Prompt 1 =
In the Christmas blog post, why was the writer proud of their parenting when the maternal grandparents arrived with presents?
Prompt 2 =
According to the Christmas blog post, who were the only people in town on Christmas Eve and Christmas Day?
Prompt 3 =
Continue the Christmas blog post from where it stops.

Text shown =
= Beginning of Section =

Monday, February 7, 2011
I was hoping to find a little more peace from the Thanksgiving family event where I had invited everyone and not one of them had come. I have these great memories of Christmas from my childhood with aunts and grandparents and uncles and cousins. It is what I would call big Mexican Christmas. We kept it up for a few years after moving to the USA but after a while we started having more what I would call a “White Christmas.” It was smaller, more intimate with just the immediate family there. I love my immediate family but as social as I am I’ve always appreciated the other gigantic approach so I tried inviting them all again.
Christmas Eve and day came and grandparents were the only ones in town. For what its worth I was very proud of our parenting when maternal grandparents showed up with some of their presents and Kiana’s response was “I get presents for Christmas!? But it’s not my birthday, it’s Jesus!” Now regardless of the religious implications, I was glad that our daughter, 4 days away from being 4 years old, had not (at least not yet) developed a view of Christmas as a materialistic time.

= End of Section =

Given records =
= Beginning of Section =

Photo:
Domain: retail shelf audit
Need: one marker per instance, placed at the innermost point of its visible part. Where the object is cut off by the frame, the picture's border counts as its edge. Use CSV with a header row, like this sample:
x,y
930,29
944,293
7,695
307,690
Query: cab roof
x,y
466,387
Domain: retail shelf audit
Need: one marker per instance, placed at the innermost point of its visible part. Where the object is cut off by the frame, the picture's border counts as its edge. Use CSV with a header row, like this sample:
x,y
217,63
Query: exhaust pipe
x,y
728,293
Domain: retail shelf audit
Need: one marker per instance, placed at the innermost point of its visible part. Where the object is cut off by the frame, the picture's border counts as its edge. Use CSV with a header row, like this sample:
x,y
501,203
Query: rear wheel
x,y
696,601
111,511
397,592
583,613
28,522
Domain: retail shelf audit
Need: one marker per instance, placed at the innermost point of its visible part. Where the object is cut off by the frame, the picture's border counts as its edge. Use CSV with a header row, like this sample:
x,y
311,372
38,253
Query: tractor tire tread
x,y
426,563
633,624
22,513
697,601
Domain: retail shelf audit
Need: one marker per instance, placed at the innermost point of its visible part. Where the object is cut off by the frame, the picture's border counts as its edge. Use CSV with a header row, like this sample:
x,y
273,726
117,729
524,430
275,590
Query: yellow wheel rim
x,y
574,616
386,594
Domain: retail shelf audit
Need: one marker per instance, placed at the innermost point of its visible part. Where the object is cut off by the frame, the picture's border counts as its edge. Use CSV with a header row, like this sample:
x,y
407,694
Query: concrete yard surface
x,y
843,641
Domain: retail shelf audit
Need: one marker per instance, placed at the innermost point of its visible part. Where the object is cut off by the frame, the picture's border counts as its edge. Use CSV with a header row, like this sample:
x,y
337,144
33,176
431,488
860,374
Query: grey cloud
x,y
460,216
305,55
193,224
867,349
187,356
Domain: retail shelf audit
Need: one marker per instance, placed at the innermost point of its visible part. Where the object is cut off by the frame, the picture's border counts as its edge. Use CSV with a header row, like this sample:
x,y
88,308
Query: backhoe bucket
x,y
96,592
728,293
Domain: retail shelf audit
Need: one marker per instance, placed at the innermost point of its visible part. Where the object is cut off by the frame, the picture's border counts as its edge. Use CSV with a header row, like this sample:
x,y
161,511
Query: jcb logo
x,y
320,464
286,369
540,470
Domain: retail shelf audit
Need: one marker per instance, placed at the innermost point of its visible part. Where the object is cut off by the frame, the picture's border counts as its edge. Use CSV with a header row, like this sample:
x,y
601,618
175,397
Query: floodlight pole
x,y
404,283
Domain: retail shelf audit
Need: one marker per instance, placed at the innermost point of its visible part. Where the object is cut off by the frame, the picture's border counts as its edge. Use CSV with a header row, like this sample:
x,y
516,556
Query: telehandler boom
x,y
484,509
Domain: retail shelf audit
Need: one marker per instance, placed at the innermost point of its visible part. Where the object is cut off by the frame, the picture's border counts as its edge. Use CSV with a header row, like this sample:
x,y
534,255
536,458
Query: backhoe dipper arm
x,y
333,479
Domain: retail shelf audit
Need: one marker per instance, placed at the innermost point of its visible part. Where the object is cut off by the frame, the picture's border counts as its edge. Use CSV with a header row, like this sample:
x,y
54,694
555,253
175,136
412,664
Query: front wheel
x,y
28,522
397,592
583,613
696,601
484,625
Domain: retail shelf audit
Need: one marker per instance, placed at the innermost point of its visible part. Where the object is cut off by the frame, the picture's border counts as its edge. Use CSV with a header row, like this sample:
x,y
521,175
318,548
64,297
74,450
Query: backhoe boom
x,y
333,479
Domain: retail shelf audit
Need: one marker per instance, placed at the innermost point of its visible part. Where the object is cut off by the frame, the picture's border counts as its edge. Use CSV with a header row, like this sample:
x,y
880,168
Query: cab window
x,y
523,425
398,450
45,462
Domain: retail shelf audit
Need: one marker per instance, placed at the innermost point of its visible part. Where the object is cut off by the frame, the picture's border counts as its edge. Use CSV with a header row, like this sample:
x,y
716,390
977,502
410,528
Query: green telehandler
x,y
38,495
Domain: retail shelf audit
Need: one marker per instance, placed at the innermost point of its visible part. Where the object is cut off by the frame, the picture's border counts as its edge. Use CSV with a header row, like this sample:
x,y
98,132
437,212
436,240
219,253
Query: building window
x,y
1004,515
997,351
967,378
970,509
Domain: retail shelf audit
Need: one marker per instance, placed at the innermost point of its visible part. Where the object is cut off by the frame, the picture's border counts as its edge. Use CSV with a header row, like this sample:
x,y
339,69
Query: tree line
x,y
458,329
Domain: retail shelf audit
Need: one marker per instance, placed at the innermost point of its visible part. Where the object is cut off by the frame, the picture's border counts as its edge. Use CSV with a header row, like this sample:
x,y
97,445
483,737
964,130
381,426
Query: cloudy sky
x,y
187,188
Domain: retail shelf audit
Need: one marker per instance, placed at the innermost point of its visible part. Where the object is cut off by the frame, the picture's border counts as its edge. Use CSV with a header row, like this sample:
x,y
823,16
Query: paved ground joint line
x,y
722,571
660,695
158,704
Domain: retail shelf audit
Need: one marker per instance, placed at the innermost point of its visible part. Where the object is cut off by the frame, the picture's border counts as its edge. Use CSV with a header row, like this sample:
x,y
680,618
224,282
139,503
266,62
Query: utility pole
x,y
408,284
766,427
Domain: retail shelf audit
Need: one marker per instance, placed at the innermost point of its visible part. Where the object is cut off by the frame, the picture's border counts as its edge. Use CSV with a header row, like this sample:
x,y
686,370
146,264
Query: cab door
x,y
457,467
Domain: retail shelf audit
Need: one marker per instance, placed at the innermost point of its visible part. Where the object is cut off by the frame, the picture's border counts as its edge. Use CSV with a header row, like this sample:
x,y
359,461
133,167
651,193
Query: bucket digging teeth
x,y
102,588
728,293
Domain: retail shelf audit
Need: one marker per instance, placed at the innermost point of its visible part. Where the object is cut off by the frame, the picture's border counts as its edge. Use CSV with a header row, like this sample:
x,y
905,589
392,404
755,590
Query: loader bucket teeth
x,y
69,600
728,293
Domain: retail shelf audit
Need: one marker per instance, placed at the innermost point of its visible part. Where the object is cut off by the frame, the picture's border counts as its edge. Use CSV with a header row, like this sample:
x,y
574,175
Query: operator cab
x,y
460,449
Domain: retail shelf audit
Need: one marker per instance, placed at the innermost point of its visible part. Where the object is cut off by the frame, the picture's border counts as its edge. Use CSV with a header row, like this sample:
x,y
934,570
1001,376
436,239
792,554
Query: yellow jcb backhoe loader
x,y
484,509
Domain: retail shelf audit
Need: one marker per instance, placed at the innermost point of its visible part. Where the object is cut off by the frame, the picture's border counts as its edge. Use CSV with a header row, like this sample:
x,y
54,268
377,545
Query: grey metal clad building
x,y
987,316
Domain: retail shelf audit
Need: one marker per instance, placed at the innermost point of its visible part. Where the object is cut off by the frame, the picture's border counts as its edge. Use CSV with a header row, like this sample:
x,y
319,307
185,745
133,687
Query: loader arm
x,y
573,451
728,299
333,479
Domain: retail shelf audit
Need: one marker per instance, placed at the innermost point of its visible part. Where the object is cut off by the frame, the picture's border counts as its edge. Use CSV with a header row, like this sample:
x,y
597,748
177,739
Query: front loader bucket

= End of Section =

Expected output 1 =
Kiana responded to the presents by saying "I get presents for Christmas!? But it's not my birthday, it's Jesus!" The writer was proud because that response showed their daughter had not, at least not yet, come to see Christmas as a materialistic time.

Expected output 2 =
The grandparents.

Expected output 3 =
We continued our three traditions this year. (1) Christmas Eve we read ‘Twas The Night Before Christmas’ and (2) put up an ornament representing the most important event of the year. This year was one of the more vigorous discussions we had about what the ornament would be. By all accounts, 2010 was by far the best year of our life in many respects. Kiana, her mother and I had all connected better than before as a family and also the individual connections. Kiana's mom had gotten a new job at Easter Seals which she was really enjoying. We’d trained and run a marathon on Valentines day. It was the year Kiana and I had traveled the most (Chicago, New York, Philadelphia/New Jersey, Italy, Cancun, Toronto). Kiana had started at a new school. Also, there was this brain cancer thing that had come up and one of the things we talked about was putting up something representing all the support we’d gotten over the last few weeks. This was heavily considered but eventually decided against because we committed to making sure that this cancer hadn’t earned “that much attention.” So in the end, the ornament was an American Airlines plane ornament. We had flown them for all of our trips and deciding that this best represented those pages (“the world is a book and those who don’t travel read only one page”) and the friends that we had seen, traveled with and made on those.
(3) Saturday morning we read the Christmas story and opened gifts. Due to some unexpected year end bills, we had gotten less gifts than usual but we had some help from family and a good friend, Susan Poulos (the tattoo lady). She must be Ms. Claus because she nailed down exactly some of the things Kiana had asked for her birthday that we had not yet gotten her. On the parenting note, before Kiana was allowed to play with any of her toys, she had to clean out several toys that were then driven over to a children’s shelter.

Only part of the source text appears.